Written task | Convert every line of the records below into a JSON list of strings, with one string per line and blank lines left out.

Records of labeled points
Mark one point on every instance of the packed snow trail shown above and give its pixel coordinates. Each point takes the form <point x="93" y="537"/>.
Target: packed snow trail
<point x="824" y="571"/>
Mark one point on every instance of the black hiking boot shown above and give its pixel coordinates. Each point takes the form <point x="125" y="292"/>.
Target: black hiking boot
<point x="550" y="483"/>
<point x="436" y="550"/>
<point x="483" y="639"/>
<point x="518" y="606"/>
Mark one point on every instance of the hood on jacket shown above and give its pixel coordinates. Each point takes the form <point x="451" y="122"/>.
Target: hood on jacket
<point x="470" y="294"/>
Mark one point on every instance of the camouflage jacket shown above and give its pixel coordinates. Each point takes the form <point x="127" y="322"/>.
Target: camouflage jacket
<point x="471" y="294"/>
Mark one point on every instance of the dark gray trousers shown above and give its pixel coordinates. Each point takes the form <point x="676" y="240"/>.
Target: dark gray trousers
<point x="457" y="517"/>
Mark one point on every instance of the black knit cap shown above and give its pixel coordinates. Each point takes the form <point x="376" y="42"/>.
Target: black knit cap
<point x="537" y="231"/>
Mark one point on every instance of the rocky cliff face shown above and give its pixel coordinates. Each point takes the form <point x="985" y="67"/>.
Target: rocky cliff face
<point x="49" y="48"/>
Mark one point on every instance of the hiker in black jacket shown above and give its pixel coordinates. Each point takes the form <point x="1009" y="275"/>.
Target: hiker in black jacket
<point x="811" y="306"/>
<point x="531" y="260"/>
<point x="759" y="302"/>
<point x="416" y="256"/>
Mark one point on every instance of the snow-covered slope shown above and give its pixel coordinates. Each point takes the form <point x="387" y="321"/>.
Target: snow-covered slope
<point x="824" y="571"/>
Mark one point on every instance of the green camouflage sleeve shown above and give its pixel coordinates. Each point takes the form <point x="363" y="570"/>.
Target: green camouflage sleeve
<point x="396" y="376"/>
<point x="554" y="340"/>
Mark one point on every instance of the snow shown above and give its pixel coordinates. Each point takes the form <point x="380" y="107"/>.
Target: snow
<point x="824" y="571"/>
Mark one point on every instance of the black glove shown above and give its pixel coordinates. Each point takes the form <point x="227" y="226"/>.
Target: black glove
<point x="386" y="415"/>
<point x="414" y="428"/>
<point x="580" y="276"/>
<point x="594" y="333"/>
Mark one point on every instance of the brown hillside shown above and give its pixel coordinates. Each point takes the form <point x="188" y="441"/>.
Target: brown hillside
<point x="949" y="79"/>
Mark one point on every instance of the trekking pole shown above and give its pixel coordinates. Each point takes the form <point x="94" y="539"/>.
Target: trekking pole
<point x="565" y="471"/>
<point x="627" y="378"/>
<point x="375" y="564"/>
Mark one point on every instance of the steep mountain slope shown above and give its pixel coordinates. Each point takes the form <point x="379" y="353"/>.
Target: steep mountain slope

Completed task |
[
  "Mark one point on every instance of the packed snow trail shown above and give its pixel coordinates. Each point takes the form <point x=\"93\" y=\"537\"/>.",
  "Target: packed snow trail",
  "<point x=\"824\" y=\"571\"/>",
  "Mark one point on every instance of the black hiking boot shown above and give its pixel coordinates. Each point takes the form <point x=\"125\" y=\"292\"/>.",
  "Target: black hiking boot",
  "<point x=\"550\" y=\"483\"/>",
  "<point x=\"436\" y=\"550\"/>",
  "<point x=\"483\" y=\"639\"/>",
  "<point x=\"518\" y=\"606\"/>",
  "Mark one point on every instance of the hood on jacket shown above and give its pixel coordinates. Each point takes the form <point x=\"451\" y=\"122\"/>.",
  "Target: hood on jacket",
  "<point x=\"470\" y=\"294\"/>",
  "Mark one point on every instance of the camouflage jacket shown above and give its pixel coordinates. Each point takes the form <point x=\"127\" y=\"322\"/>.",
  "Target: camouflage jacket",
  "<point x=\"471\" y=\"294\"/>",
  "Mark one point on every instance of the dark gray trousers shown above and give its pixel coordinates. Each point takes the form <point x=\"676\" y=\"240\"/>.",
  "Target: dark gray trousers",
  "<point x=\"457\" y=\"517\"/>",
  "Mark one point on every instance of the black knit cap shown above and give its pixel coordinates. Each point takes the form <point x=\"376\" y=\"42\"/>.",
  "Target: black knit cap",
  "<point x=\"537\" y=\"231\"/>",
  "Mark one point on every instance of the rocky cliff face shown above and give its pixel coordinates. Each point takes the form <point x=\"985\" y=\"67\"/>.",
  "Target: rocky cliff face",
  "<point x=\"49\" y=\"48\"/>",
  "Mark one point on every instance of the hiker in black jacket shown above and give its pixel coordinates. Each point takes the form <point x=\"1009\" y=\"275\"/>.",
  "Target: hiker in black jacket",
  "<point x=\"811\" y=\"306\"/>",
  "<point x=\"531\" y=\"260\"/>",
  "<point x=\"759\" y=\"302\"/>",
  "<point x=\"416\" y=\"256\"/>",
  "Mark one point on every instance of the snow-covered slope shown above and give its pixel coordinates. Each point takes the form <point x=\"387\" y=\"321\"/>.",
  "Target: snow-covered slope",
  "<point x=\"824\" y=\"571\"/>",
  "Mark one point on every instance of the green camouflage sleeve shown above and give its pixel coordinates. Each point takes the form <point x=\"363\" y=\"570\"/>.",
  "Target: green camouflage sleeve",
  "<point x=\"396\" y=\"376\"/>",
  "<point x=\"554\" y=\"340\"/>",
  "Mark one point on every instance of the snow shown above and give its pixel coordinates. Each point takes the form <point x=\"380\" y=\"107\"/>.",
  "Target: snow",
  "<point x=\"824\" y=\"571\"/>",
  "Mark one point on every instance of the black glove shown above and give its pixel coordinates. Each point takes the form <point x=\"227\" y=\"226\"/>.",
  "Target: black glove",
  "<point x=\"386\" y=\"415\"/>",
  "<point x=\"414\" y=\"428\"/>",
  "<point x=\"580\" y=\"276\"/>",
  "<point x=\"594\" y=\"333\"/>",
  "Mark one point on every instance of the brown hillside shown above and give its pixel coordinates. Each point takes the form <point x=\"188\" y=\"441\"/>.",
  "Target: brown hillside",
  "<point x=\"949\" y=\"79\"/>",
  "Mark one point on every instance of the trekking pole shown above and give its pixel coordinates. Each point takes the form <point x=\"94\" y=\"539\"/>.",
  "Target: trekking pole",
  "<point x=\"565\" y=\"471\"/>",
  "<point x=\"627\" y=\"378\"/>",
  "<point x=\"375\" y=\"564\"/>",
  "Mark one point on every instance of the steep mountain slope shown above and give its pixel coordinates. Each point takes the form <point x=\"379\" y=\"353\"/>.",
  "Target: steep mountain slope"
]